The problem: Please extend the biography of Philip O. Alderson past its final sentence.

Given text:
-- Opening Marker --

= Philip O. Alderson =

American academic

Philip O. Alderson, M.D. served as Dean of Saint Louis University School of Medicine from 2008 through 2016 and as vice-president for Medical Affairs from 2009 through 2016. He was succeeded in both of these roles by Kevin Behrns, M.D. on January 1, 2017. He was formerly James Picker Professor and Chairman of the Department of Radiology at the Columbia University College of Physicians and Surgeons, Radiologist-in-Chief at NewYork-Presbyterian Hospital/Columbia University Medical Center and President of the Medical Board at New York-Presbyterian. Alderson currently ( 2020 ) is chair of the Board of Directors of Casa de Salud St Louis, a nonprofit organization providing medical and mental health care to immigrants and the underserved in the St Louis region.

Alderson is a graduate of Washington University in St. Louis and Washington University School of Medicine.

-- Closing Marker --

Data extracts:
-- Opening Marker --

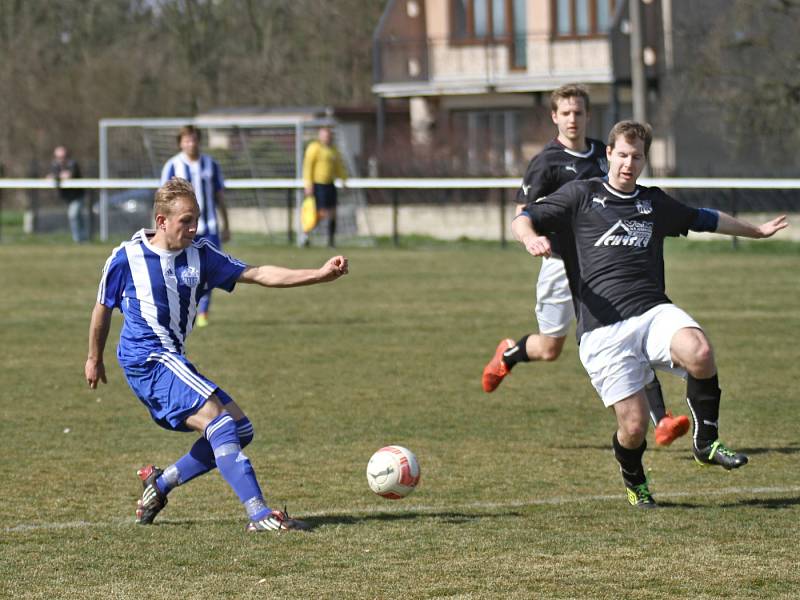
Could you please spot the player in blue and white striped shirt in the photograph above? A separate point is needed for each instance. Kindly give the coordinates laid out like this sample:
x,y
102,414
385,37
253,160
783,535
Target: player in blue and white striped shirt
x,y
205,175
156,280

-- Closing Marker --
-- Opening Marker --

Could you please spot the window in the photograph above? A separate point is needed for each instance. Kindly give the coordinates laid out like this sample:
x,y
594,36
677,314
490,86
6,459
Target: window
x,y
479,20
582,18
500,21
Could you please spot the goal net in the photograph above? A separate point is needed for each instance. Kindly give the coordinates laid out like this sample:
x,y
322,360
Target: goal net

-- Closing Marker --
-- Opening Marker --

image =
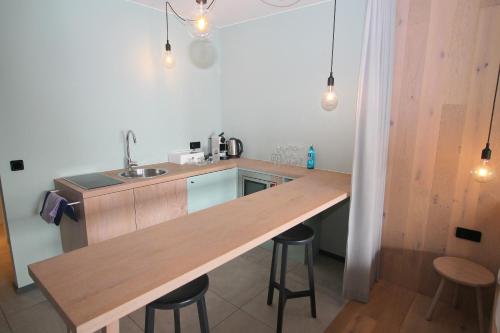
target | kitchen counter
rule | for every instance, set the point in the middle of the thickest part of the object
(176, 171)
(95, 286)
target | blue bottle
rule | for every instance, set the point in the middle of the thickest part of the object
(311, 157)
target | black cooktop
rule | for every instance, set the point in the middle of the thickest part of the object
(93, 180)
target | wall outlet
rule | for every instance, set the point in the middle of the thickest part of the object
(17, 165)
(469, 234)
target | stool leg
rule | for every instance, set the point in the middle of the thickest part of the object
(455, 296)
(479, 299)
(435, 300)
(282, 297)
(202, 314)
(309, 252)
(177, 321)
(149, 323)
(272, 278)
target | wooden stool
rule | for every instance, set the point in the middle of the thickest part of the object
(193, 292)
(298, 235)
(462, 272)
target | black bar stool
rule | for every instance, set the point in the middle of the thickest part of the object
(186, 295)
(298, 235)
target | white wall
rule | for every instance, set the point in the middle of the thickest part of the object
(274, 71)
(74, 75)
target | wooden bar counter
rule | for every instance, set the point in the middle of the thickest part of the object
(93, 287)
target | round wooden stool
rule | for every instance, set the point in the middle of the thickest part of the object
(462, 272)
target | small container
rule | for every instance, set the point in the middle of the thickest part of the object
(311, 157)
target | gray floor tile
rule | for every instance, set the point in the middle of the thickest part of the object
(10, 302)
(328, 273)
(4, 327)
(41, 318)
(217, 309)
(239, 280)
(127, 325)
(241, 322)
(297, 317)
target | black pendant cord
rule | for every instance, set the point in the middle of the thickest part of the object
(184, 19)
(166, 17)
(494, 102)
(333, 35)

-- Closing Marker --

Answer to the problem:
Alderson's past work focused on applications of radioactive tracers to cardiac and pulmonary disorders. Current interests include health care reform, big data analytics, genomic medicine and structural biology. He is former President of the Society of Chairmen of Academic Radiology Departments, the Association of University Radiologists, the Association of Residency Program Directors in Radiology, the Academy of Radiology Research, the Fleischner Society, the American Roentgen Ray Society and the American Board of Radiology. He is a former vice-president of the American College of Radiology and the Society of Nuclear Medicine, and served on the Advisory Council of the NIH—National Institute of Biomedical Imaging and Bioengineering. He also served on the NIH Council of Councils and is Chair of the Advisory Committee on Medical Uses of Isotopes of the United States Nuclear Regulatory Commission ( 2015 - 2018 ). He was on sabbatical at the NIH (January - June 2017 ) and subsequently returned to Saint Louis University as Dean Emeritus.